## What to produce
Update the stretch of records from the line containing "fixture in the photo above." through the end of the records by replacing "dining chair" with "side chair" and leaving everything else unchanged. Output only that stretch.
╭─ Provided entries
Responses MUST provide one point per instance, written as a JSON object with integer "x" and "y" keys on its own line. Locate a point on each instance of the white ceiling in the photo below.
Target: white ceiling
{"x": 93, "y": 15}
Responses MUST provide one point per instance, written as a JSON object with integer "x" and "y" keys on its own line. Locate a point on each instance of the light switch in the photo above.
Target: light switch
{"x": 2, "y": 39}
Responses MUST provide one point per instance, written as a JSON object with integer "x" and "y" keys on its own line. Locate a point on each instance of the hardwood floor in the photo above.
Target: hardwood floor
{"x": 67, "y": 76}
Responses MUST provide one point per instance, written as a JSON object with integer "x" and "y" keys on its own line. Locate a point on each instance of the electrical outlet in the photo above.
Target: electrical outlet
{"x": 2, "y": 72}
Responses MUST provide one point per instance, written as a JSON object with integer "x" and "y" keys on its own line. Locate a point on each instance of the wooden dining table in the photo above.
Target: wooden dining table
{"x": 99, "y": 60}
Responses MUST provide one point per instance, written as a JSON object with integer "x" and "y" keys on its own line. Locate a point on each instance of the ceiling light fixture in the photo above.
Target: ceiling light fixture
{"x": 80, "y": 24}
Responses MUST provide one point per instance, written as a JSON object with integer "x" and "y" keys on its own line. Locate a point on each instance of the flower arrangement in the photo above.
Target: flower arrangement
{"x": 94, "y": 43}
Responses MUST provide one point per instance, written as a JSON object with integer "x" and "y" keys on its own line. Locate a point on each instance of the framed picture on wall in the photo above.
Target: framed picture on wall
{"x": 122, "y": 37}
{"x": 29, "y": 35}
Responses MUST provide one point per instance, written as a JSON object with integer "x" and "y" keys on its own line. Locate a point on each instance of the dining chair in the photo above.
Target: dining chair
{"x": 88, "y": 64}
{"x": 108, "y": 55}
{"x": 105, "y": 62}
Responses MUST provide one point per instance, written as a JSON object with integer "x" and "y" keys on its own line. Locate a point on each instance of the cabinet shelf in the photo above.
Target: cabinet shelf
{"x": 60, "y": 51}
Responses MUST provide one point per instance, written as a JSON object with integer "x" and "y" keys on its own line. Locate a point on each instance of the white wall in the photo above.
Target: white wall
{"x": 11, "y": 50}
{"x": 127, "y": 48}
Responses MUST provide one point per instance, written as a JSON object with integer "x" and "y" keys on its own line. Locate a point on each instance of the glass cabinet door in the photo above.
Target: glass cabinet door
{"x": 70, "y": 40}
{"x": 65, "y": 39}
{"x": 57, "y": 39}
╰─
## Result for this task
Responses MUST provide one point per instance, written as a JSON object with integer "x" and "y" keys on its own line. Locate a point on each instance of the ceiling light fixture in the photo above.
Target: ceiling light fixture
{"x": 80, "y": 24}
Responses MUST provide one point per instance, written as a JSON object with integer "x" and "y" keys on its own line. Locate a point on each instance of the flower arrangement in the photo above.
Target: flower arrangement
{"x": 94, "y": 43}
Responses MUST provide one point per instance, written as a JSON object with integer "x" and "y" keys on its own line. Locate a point on each instance of the framed picture on wall in the photo above.
Target: framed picture on wall
{"x": 122, "y": 37}
{"x": 29, "y": 35}
Responses MUST provide one point per instance, written as a JSON object with integer "x" and "y" keys on its own line. Locate a point on each instance of the side chair in the photo above.
Target: side chair
{"x": 88, "y": 64}
{"x": 108, "y": 55}
{"x": 105, "y": 62}
Responses MUST provide one point per instance, written as a JSON object with integer "x" and "y" keys on its own line. Locate a point on each instance of the cabinet shelf in the photo above.
Target: cabinet shelf
{"x": 60, "y": 51}
Responses MUST provide one point per instance, written as a JSON object with integer "x" and "y" keys on its own line. Locate a point on each instance of the white wall in the photo above.
Target: white wall
{"x": 11, "y": 50}
{"x": 127, "y": 48}
Responses MUST provide one point per instance, written as a JSON object with integer "x" and "y" keys on its own line. Locate a point on each instance of the glass cabinet door in the photo above.
Target: glass cabinet door
{"x": 70, "y": 40}
{"x": 65, "y": 39}
{"x": 57, "y": 39}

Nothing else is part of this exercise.